**MATERIAL PROVIDED:**
-- -- --
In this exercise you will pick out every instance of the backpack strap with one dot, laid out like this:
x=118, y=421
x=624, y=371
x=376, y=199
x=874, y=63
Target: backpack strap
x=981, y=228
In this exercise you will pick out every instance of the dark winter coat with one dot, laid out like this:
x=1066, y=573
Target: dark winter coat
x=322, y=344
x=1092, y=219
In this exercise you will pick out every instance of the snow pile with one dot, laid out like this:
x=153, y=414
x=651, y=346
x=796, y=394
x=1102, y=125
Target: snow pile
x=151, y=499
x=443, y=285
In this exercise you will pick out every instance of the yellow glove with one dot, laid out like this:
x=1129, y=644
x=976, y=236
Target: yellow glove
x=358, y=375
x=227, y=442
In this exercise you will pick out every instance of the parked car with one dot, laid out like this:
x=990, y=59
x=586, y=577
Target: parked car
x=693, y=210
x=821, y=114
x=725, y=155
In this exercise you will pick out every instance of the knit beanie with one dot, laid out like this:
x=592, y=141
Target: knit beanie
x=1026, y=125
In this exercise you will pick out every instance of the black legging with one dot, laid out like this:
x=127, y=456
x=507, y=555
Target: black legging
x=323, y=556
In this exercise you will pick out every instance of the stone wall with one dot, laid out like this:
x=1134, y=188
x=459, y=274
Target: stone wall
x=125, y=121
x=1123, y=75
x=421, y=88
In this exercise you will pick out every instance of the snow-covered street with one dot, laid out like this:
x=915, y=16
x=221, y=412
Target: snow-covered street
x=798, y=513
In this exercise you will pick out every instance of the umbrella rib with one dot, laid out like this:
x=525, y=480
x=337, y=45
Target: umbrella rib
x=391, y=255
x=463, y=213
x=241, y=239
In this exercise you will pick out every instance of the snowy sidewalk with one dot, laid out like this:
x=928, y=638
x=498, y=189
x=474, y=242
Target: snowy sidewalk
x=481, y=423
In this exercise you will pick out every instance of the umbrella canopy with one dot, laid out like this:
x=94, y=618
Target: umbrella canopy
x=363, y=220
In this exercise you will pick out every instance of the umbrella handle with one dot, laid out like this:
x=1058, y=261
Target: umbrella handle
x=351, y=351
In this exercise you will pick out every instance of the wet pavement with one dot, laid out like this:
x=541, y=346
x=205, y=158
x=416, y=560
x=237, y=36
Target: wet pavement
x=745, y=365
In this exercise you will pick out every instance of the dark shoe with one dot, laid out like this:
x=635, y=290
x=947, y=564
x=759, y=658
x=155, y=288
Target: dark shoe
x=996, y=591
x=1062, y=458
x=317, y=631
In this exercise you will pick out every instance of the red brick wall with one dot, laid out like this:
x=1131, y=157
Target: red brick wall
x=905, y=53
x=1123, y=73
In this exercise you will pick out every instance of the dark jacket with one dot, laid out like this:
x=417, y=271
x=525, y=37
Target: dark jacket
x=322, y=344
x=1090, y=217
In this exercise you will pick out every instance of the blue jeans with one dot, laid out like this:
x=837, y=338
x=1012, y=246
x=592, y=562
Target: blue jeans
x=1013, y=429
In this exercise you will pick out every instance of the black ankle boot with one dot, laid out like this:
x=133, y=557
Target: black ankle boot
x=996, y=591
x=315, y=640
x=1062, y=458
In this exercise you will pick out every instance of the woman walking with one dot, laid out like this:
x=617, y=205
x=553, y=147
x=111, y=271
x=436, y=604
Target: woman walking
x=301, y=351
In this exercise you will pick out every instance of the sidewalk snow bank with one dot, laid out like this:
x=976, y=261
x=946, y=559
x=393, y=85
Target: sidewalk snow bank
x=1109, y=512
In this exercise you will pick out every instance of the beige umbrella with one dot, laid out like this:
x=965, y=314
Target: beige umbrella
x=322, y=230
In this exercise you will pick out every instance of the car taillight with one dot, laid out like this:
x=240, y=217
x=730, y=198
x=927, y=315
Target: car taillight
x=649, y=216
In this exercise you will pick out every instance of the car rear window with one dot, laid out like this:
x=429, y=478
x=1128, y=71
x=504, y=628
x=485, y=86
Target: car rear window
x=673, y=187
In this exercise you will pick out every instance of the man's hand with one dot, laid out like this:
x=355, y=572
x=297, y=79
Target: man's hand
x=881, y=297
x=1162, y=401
-- -- --
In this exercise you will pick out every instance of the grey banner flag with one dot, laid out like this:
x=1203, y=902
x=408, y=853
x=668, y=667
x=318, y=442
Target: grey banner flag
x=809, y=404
-- -- --
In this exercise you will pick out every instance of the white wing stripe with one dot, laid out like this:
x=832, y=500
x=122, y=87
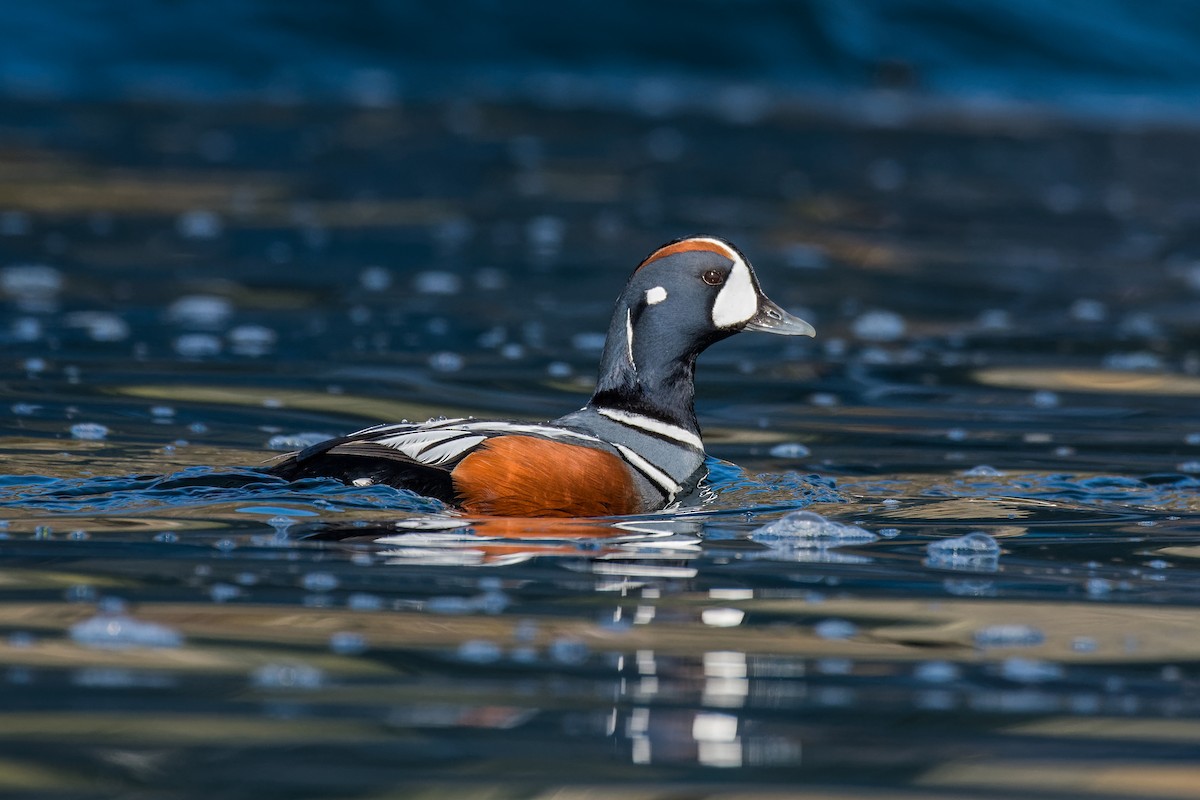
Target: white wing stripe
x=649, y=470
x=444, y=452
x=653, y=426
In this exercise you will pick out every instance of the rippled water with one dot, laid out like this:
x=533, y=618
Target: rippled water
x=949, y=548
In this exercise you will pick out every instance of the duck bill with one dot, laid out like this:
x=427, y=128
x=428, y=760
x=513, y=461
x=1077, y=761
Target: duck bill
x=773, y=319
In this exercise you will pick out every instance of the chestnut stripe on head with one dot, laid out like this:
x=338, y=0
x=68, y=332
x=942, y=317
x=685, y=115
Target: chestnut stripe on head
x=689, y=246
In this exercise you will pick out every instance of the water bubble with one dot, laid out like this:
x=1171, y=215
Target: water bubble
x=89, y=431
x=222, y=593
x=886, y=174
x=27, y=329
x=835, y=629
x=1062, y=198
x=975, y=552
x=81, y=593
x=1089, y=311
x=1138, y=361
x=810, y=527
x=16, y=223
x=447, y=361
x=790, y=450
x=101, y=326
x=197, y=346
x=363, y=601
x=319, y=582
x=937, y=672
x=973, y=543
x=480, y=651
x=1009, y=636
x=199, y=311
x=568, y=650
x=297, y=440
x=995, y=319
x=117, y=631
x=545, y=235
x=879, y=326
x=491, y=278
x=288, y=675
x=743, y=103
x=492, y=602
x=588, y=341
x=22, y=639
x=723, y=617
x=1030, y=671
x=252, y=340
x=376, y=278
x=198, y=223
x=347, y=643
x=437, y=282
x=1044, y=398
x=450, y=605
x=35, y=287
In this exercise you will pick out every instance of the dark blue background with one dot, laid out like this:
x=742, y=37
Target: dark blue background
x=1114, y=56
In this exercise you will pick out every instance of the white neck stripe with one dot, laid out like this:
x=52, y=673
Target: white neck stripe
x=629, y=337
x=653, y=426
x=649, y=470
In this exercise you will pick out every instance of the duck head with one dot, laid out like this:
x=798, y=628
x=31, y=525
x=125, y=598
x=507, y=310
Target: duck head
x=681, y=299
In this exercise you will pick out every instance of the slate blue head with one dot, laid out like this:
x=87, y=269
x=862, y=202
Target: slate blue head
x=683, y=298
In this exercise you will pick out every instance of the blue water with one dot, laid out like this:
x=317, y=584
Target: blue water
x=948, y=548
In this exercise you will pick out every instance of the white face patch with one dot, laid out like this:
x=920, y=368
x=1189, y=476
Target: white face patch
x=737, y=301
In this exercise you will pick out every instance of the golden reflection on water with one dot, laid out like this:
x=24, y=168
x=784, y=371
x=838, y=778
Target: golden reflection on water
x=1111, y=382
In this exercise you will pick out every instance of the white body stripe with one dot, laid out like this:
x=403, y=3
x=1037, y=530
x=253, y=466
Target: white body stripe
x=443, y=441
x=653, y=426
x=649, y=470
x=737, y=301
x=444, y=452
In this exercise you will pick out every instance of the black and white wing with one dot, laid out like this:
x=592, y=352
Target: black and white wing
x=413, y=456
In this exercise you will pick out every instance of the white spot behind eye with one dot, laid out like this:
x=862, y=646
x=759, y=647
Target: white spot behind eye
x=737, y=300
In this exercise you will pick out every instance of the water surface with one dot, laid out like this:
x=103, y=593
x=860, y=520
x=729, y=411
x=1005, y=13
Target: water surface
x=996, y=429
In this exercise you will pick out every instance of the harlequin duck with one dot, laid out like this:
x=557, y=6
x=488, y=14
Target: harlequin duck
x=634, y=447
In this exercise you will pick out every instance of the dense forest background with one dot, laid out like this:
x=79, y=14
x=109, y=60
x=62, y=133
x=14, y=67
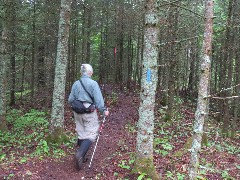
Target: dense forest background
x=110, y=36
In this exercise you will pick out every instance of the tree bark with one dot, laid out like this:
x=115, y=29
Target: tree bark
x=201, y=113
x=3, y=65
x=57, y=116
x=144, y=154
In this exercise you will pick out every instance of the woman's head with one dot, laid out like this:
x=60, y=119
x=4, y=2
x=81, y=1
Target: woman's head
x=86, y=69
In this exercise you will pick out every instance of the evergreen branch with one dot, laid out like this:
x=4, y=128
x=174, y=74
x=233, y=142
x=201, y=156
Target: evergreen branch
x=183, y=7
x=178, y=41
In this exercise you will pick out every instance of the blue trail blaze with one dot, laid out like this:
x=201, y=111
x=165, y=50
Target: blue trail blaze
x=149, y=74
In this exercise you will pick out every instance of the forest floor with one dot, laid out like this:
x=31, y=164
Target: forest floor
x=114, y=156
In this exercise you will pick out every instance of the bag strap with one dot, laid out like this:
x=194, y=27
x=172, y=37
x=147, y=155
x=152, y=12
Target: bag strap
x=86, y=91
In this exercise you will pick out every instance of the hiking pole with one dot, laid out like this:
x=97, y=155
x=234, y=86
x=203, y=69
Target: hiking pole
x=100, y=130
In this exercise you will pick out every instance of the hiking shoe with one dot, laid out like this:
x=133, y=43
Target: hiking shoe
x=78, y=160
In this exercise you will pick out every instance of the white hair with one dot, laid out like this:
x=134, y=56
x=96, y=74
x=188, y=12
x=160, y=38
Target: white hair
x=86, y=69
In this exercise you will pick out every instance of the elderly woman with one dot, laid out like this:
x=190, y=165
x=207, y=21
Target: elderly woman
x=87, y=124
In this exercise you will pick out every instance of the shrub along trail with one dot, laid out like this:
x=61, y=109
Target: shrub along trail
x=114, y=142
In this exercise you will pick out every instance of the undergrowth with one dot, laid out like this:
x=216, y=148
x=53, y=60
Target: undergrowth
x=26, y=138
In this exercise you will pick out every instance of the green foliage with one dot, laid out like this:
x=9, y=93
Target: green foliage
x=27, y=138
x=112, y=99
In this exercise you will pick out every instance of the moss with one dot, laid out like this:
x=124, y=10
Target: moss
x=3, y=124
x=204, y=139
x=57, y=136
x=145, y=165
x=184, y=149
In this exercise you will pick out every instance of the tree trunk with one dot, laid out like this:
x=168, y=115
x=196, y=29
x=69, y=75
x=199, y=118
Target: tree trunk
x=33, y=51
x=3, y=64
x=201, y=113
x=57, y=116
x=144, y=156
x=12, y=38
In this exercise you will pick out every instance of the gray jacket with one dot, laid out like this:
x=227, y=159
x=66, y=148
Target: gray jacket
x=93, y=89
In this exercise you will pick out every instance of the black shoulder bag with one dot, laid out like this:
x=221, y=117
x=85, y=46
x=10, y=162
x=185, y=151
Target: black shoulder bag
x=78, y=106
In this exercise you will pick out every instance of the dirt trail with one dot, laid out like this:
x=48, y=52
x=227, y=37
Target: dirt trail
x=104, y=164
-- -- --
**TASK BRIEF:**
All that belongs in your answer is the stretch of entries above from the line with "Target: backpack strap" through the line with "x=796, y=394", printed exactly.

**WRITTEN ANSWER:**
Target: backpack strap
x=981, y=228
In this exercise you will pick out every instance of the dark winter coat with one dot, laid out like this:
x=1066, y=573
Target: dark winter coat
x=322, y=344
x=1092, y=219
In this exercise you will pick out every instance of the snow pile with one dot, laid out like this:
x=153, y=414
x=651, y=346
x=796, y=394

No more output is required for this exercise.